▶ [原文摘录]:
• • • • • • •

我们分析一下,a.out在被杀死前一刻,RSS表示的真实分配的物理页面个数,它为58382个page.

那么就是说有58382*4=233528K的物理内存分配。这和anon-rss:233384kB的物理分配非常接近.

OOM的控制:

内核检测到系统内存不足、挑选并杀掉某个进程的过程可以参考内核源代码 linux/mm/oom_kill.c,当系统内存不足的时候,out_of_memory() 被触发,然后调用 select_bad_process() 选择一个 “bad” 进程杀掉,如何判断和选择一个 “bad” 进程呢,总不能随机选吧?挑选的过程由 oom_badness() 决定,挑选的算法和想法都很简单很朴实:最 bad 的那个进程就是那个最占用内存的进程。

每个进程的/proc/$PID/目录下均有三个文件,用来展示OOM的产生逻辑以及状态

czl@czl-VirtualBox:~$ ls -l /proc/1/oom*
-rw-r--r-- 1 root root 0 8月 23 15:15 /proc/1/oom_adj
-r--r--r-- 1 root root 0 8月 23 15:15 /proc/1/oom_score
-rw-r--r-- 1 root root 0 8月 23 15:15 /proc/1/oom_score_adj
czl@czl-VirtualBox:~$

它们对应内核TCB中的结果成员signal_struct中的如下member:

Linux交换分区功能以及OOM测试_#include_06

其中

/proc/$PID/oom_adj:用来控制每个进程的 oom_adj 内核参数来决定哪些进程不这么容易被 OOM killer 选中杀掉,oom_adj的范围为[-17,15],其中15最大-16最小,-17为禁止使用OOM,至于为什么用-17而不用其他数值(默认值为0),这个是由linux内核定义的,查看内核源码可知:路径为linux-xxxxx/include /uapi/linux/oom.h

Linux交换分区功能以及OOM测试_#include_07

 /proc/$PID/oom_score_adj:它的功能类似于oom_adj,如果说oom_score_adj是打分的话,oom_adj则是挡位。oom_score_adj的范围是[-1000, 1000],当为-1000时,关闭OOM机制。

• • • • • • •

▶ [任务列表]:
1. OOM摘录中提到了哪些内核函数?请全部列出。
2. 请重写已存记录清单中从开头到含“x=216 y=730”那一行为止的这一段,两端都算在内,请求行照样保留。答案中的每个坐标值(x 和 y)都偏移 +131,只输出这一段。

(已存记录)
• • • • • • •

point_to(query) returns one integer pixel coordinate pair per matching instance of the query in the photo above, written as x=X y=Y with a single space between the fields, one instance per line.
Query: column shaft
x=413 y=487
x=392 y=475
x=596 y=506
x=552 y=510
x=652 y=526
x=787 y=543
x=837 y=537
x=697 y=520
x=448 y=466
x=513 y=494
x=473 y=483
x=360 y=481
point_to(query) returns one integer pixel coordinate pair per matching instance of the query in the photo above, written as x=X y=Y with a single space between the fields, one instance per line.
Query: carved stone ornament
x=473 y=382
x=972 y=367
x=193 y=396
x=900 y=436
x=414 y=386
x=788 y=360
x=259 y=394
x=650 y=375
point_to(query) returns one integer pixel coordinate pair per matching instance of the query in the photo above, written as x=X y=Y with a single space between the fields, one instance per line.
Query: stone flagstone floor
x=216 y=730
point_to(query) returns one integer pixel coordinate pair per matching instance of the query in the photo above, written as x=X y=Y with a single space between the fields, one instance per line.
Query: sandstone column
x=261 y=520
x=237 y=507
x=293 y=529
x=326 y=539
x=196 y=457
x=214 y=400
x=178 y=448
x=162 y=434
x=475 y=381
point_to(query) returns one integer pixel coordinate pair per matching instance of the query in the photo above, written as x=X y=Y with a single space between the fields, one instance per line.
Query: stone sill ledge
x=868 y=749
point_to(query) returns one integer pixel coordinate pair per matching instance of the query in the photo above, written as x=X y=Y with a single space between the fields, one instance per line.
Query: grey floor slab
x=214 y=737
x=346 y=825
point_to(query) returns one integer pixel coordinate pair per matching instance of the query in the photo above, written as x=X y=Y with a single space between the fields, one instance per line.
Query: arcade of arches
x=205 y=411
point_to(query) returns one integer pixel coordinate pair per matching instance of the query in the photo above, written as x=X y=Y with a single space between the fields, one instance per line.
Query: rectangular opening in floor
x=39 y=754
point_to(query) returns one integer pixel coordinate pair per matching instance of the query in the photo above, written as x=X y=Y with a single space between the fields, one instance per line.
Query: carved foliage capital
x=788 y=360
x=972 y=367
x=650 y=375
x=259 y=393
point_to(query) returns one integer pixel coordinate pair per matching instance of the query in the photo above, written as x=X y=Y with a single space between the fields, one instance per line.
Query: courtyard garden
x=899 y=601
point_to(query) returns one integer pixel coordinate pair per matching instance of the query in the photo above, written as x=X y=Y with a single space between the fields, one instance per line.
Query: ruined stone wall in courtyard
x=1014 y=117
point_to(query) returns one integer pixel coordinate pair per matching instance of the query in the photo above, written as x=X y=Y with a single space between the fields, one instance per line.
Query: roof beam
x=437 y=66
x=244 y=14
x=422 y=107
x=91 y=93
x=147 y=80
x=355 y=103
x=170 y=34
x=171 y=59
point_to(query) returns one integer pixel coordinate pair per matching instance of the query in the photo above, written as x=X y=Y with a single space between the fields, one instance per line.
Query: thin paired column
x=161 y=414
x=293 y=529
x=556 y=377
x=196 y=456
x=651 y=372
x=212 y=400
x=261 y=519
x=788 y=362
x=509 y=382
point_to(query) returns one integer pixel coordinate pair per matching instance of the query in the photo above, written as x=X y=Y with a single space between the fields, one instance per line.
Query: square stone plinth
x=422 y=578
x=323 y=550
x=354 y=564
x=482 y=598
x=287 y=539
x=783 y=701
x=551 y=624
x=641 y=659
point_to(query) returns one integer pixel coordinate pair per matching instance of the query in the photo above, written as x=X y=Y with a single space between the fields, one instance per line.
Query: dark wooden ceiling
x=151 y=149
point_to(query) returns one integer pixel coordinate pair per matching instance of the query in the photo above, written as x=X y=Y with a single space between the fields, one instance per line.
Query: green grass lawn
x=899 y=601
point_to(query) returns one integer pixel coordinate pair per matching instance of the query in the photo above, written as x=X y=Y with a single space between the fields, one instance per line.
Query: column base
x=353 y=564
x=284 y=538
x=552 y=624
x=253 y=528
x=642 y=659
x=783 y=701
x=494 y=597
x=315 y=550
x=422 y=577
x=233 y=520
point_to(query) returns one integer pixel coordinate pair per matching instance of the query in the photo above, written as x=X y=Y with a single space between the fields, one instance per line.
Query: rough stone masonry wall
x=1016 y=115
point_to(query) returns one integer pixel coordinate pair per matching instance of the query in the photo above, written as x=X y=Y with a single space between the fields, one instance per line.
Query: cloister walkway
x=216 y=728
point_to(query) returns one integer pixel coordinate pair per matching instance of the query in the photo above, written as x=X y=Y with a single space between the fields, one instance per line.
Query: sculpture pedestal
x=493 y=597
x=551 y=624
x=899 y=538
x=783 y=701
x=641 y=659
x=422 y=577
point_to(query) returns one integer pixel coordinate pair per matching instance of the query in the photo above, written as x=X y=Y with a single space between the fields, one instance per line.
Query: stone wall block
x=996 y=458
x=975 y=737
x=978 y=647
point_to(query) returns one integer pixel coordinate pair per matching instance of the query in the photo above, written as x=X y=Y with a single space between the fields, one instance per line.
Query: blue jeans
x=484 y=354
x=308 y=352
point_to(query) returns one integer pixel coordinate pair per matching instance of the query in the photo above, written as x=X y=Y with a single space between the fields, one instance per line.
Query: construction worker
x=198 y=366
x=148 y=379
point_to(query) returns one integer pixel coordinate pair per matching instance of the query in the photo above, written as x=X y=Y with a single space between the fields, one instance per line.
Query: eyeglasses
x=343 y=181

• • • • • • •

▶ [参考答案]:
1. out_of_memory()、select_bad_process()、oom_badness()

2.
point_to(query) returns one integer pixel coordinate pair per matching instance of the query in the photo above, written as x=X y=Y with a single space between the fields, one instance per line.
Query: column shaft
x=544 y=618
x=523 y=606
x=727 y=637
x=683 y=641
x=783 y=657
x=918 y=674
x=968 y=668
x=828 y=651
x=579 y=597
x=644 y=625
x=604 y=614
x=491 y=612
point_to(query) returns one integer pixel coordinate pair per matching instance of the query in the photo above, written as x=X y=Y with a single space between the fields, one instance per line.
Query: carved stone ornament
x=604 y=513
x=1103 y=498
x=324 y=527
x=1031 y=567
x=545 y=517
x=919 y=491
x=390 y=525
x=781 y=506
point_to(query) returns one integer pixel coordinate pair per matching instance of the query in the photo above, written as x=X y=Y with a single space between the fields, one instance per line.
Query: stone flagstone floor
x=347 y=861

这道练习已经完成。